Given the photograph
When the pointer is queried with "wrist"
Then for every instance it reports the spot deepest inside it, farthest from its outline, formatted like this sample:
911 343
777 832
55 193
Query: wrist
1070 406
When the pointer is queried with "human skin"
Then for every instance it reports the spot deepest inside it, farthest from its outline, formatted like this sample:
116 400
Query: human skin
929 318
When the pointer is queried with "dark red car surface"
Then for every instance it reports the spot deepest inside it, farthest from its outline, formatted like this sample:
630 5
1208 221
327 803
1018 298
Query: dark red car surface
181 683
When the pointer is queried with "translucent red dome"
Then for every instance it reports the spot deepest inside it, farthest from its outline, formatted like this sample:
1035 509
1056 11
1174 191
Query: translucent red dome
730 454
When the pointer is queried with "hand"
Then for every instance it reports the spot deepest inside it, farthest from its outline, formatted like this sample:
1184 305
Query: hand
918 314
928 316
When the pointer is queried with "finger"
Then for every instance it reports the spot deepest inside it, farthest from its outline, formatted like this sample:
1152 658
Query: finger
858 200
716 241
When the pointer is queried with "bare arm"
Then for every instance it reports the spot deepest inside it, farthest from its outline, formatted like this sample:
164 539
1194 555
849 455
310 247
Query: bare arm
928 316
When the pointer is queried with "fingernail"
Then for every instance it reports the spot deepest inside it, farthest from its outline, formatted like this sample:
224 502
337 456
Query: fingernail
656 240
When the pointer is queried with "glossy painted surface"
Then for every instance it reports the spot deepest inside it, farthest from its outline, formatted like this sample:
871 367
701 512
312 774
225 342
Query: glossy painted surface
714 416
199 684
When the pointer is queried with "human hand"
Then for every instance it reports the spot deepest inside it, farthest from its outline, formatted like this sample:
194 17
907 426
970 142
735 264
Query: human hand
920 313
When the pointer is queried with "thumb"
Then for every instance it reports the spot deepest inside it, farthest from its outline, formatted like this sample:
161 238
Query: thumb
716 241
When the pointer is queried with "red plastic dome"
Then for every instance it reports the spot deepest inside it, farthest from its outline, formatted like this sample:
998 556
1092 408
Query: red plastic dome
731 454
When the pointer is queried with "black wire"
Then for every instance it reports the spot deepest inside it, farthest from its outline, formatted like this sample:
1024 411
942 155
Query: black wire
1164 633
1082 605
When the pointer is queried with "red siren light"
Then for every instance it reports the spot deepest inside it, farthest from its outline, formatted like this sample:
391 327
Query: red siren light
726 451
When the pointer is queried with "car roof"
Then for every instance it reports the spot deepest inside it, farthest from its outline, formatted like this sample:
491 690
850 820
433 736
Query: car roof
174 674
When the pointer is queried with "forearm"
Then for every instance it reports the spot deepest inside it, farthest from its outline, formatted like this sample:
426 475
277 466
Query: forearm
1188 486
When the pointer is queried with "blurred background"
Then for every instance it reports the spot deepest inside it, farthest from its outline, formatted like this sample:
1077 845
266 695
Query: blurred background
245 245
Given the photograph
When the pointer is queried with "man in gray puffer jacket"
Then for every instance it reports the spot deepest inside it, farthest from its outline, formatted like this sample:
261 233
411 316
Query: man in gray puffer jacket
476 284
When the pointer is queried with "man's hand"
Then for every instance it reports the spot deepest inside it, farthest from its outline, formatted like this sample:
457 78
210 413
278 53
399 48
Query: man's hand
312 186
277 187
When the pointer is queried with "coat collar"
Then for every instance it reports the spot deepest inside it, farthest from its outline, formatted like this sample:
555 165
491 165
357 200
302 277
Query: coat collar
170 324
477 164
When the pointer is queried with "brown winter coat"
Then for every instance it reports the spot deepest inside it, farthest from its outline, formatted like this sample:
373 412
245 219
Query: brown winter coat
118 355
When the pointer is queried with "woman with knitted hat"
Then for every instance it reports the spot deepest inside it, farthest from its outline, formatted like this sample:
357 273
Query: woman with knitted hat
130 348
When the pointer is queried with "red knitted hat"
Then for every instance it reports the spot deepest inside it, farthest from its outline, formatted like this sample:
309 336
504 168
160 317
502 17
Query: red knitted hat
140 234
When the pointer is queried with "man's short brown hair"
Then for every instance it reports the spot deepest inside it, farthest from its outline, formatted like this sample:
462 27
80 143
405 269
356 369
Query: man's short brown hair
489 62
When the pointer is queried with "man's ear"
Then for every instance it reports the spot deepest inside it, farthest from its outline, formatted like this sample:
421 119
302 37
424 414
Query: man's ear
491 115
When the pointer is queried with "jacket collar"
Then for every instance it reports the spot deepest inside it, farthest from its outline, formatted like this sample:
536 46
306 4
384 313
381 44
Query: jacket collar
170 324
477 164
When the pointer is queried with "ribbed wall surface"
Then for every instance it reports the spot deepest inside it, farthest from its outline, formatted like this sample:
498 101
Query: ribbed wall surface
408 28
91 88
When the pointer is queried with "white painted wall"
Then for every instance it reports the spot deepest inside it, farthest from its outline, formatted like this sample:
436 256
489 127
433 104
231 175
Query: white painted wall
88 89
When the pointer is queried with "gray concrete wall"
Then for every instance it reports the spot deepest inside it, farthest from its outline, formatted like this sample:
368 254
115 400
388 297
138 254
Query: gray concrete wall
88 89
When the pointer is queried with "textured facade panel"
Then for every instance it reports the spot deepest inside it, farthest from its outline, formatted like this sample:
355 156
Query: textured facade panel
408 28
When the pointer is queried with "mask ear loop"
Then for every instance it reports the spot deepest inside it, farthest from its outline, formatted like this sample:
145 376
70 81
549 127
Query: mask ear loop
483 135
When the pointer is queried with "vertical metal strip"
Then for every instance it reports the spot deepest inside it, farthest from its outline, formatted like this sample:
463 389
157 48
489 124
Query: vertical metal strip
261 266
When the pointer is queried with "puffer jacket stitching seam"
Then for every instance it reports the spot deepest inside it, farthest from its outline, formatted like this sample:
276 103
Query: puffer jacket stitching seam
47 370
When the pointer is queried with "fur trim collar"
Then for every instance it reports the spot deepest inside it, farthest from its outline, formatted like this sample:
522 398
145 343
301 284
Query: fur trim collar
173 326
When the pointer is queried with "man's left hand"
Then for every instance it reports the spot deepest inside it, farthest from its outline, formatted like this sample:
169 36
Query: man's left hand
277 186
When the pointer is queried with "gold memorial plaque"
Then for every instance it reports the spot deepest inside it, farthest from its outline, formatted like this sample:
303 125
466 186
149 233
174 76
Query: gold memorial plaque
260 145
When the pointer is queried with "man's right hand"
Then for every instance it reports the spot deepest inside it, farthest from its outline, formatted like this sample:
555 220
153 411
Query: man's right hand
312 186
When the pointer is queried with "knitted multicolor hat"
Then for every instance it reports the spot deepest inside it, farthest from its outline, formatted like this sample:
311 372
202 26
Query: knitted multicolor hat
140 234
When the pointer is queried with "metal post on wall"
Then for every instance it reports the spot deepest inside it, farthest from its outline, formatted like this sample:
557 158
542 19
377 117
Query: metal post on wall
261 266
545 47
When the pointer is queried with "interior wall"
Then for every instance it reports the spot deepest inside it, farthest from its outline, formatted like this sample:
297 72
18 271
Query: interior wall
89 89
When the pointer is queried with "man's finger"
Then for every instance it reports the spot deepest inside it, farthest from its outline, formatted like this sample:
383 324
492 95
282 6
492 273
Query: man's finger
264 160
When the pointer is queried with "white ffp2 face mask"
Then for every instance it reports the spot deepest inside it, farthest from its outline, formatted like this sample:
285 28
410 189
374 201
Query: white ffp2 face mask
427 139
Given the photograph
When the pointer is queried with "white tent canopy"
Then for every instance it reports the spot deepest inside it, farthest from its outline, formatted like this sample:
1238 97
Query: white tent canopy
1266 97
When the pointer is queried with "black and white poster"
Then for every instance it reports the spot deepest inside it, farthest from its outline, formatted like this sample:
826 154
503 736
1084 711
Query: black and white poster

# PROBLEM STATEMENT
Which lines of the data contain "poster"? Copy them all.

# TASK RESPONSE
When the pointer is queried with "black and white poster"
Query: black and white poster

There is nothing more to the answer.